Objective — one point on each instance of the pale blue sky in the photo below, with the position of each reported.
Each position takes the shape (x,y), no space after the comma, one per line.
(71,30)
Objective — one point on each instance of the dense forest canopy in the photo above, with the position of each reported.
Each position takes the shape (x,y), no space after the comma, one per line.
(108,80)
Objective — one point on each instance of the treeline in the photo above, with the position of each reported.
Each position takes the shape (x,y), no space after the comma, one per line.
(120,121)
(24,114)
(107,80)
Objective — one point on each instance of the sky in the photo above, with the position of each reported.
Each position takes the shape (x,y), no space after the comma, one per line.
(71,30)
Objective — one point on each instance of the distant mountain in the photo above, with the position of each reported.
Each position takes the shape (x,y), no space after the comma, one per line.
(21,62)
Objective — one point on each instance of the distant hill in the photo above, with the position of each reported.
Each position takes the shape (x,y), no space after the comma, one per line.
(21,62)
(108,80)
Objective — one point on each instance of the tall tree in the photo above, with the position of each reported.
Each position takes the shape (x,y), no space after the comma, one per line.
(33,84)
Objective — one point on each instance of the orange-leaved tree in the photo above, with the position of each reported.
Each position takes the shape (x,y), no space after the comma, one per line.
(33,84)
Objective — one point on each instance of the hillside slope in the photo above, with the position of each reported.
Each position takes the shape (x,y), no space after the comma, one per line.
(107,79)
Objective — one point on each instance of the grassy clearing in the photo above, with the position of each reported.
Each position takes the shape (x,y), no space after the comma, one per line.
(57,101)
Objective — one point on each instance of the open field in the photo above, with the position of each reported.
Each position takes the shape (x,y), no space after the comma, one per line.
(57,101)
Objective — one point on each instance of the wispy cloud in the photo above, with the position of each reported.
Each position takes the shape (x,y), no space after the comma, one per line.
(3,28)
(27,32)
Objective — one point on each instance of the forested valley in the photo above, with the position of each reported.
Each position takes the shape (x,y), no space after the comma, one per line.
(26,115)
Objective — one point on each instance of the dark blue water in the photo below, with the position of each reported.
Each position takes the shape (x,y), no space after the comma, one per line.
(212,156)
---
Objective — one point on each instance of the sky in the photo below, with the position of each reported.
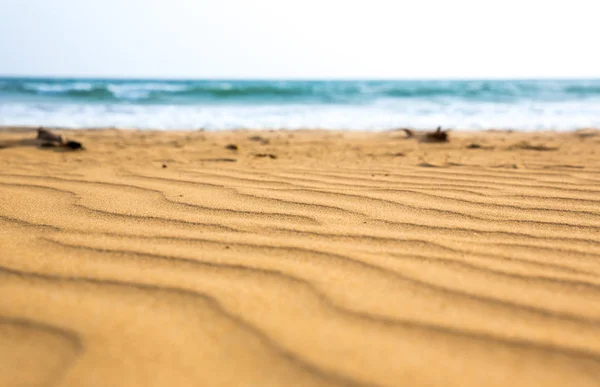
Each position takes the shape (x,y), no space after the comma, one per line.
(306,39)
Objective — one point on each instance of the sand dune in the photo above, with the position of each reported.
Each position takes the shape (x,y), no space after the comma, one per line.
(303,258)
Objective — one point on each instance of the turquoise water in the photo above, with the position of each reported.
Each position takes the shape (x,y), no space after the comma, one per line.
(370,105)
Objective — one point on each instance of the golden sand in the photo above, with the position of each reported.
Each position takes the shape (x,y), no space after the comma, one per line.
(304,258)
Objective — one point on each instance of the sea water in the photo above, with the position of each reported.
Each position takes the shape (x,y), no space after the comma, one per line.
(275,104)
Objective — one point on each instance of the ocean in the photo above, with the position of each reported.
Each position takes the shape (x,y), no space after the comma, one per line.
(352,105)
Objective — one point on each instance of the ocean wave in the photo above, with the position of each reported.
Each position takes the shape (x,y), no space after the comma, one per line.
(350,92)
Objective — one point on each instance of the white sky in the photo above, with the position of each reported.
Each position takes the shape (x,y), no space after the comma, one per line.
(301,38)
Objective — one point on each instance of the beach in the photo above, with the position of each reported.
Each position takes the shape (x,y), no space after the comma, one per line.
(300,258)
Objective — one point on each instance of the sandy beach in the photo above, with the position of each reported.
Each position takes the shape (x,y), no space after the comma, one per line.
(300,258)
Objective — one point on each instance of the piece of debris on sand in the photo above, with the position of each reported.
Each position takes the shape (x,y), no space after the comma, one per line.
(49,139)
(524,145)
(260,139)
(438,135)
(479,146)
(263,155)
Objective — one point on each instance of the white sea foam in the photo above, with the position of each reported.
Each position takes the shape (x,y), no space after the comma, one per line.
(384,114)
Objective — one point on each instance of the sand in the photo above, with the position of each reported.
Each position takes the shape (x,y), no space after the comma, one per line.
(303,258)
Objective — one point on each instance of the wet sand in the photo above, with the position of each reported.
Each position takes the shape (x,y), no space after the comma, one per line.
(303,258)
---
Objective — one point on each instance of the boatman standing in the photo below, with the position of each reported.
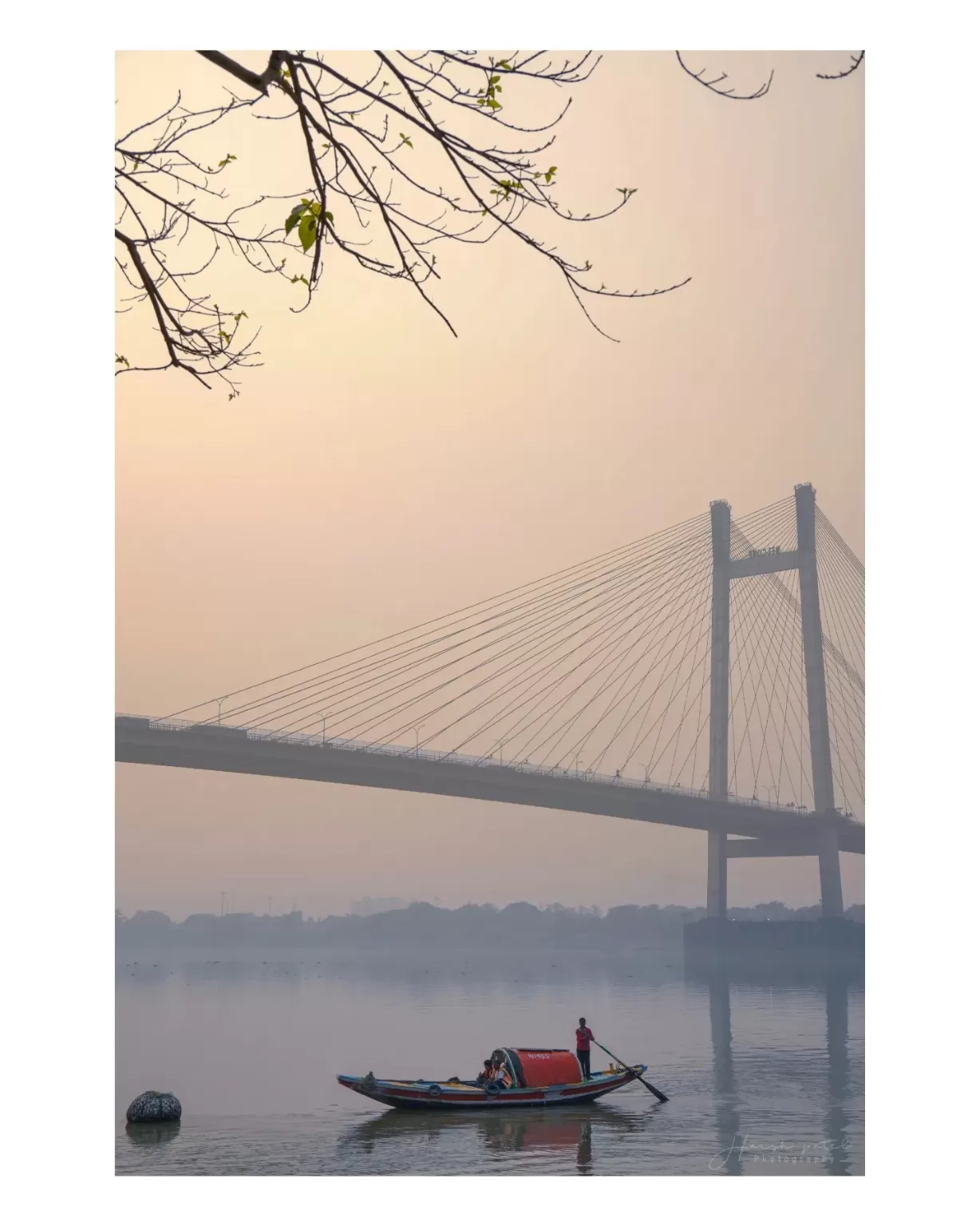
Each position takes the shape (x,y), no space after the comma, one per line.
---
WHAT IS EXPECTED:
List every line of the records above that contains the word "beach", matching case exactly.

EXPECTED OUTPUT:
Objective — one point on each instance of the beach in the photo above, with the position of each reported.
Objective — one point on each instance of the sandy beach in the photo above, with the position of each reported.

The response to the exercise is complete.